#### Exercise instructions:
The records that follow must be reproduced in full, exactly as written.

#### Dataset records:
---

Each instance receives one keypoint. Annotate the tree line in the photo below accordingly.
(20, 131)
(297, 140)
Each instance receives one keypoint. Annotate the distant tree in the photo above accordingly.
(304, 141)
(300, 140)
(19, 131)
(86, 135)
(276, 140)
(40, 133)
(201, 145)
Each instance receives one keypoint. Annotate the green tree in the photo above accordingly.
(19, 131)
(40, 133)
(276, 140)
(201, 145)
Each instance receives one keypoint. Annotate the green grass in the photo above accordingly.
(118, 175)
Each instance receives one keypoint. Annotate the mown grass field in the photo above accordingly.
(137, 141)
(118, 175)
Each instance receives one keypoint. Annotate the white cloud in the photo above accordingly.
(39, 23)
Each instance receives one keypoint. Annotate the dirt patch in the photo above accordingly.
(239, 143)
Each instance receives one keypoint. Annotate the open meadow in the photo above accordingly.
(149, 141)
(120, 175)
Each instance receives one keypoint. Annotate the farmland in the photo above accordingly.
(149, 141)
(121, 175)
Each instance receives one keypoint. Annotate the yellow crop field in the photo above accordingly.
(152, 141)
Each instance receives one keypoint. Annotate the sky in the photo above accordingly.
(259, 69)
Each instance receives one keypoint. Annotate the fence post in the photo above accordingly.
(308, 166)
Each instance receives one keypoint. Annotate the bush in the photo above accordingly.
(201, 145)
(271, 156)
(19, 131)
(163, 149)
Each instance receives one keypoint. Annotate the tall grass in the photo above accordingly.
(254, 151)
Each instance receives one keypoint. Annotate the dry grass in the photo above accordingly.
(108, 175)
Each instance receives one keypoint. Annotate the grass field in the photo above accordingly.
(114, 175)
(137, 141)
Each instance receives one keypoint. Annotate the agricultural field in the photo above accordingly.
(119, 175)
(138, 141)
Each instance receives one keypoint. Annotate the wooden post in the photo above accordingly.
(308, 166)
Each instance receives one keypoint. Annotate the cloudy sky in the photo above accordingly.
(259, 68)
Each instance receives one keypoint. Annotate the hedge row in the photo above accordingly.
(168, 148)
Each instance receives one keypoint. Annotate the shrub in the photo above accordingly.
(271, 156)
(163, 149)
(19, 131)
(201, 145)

---

#### Full answer:
Each instance receives one keypoint. Annotate the tree line in the photo below accordingly.
(20, 131)
(297, 140)
Each instance receives one keypoint. Annotate the distant tree in the photo above accordingly.
(304, 141)
(300, 140)
(19, 131)
(86, 135)
(276, 140)
(40, 133)
(201, 145)
Each instance receives one keypoint. Annotate the green tree in the photo above accordingly.
(19, 131)
(40, 133)
(276, 140)
(201, 145)
Each instance receives one keypoint. Annotate the green grass in the photo above accordingly.
(118, 175)
Each instance receives one keypoint. Annotate the mown grass field in the photo above accordingly.
(137, 141)
(118, 175)
Each instance receives one keypoint. Annotate the white cloud in the photo above accordingly.
(39, 23)
Each instance receives one keypoint. Annotate the dirt patch in the photo above accordingly.
(239, 143)
Each instance receives one keypoint. Annotate the open meadow in the photo above accordingly.
(149, 141)
(120, 175)
Each instance receives one keypoint. Annotate the farmland in the photo above accordingly.
(149, 141)
(121, 175)
Each instance receives one keypoint. Annotate the yellow crop field in the photo above accordingly.
(152, 141)
Each instance receives one keypoint. Annotate the sky in the photo above accordingly.
(259, 69)
Each instance receives one keypoint. Annotate the fence post in the photo above accordingly.
(308, 166)
Each instance receives one keypoint. Annotate the bush in the photo above accordingly.
(201, 145)
(271, 156)
(19, 131)
(163, 149)
Each instance receives one keypoint. Annotate the tall grass in the photo above accordingly.
(254, 151)
Each instance receives one keypoint. Annotate the dry grass in the photo above accordingly.
(108, 175)
Each instance receives one keypoint. Annotate the grass field in the photo above accordingly.
(114, 175)
(137, 141)
Each instance receives one keypoint. Annotate the agricultural field in the photo above accordingly.
(119, 175)
(138, 141)
Each instance receives one keypoint. Annotate the wooden post in the photo above accordingly.
(308, 166)
Each instance receives one keypoint. Annotate the cloudy sky in the photo above accordingly.
(259, 68)
Each instance receives one keypoint. Annotate the hedge row in the photo above accordingly.
(168, 148)
Each instance receives one keypoint. Annotate the shrub in the photo above accordingly.
(271, 156)
(163, 149)
(19, 131)
(201, 145)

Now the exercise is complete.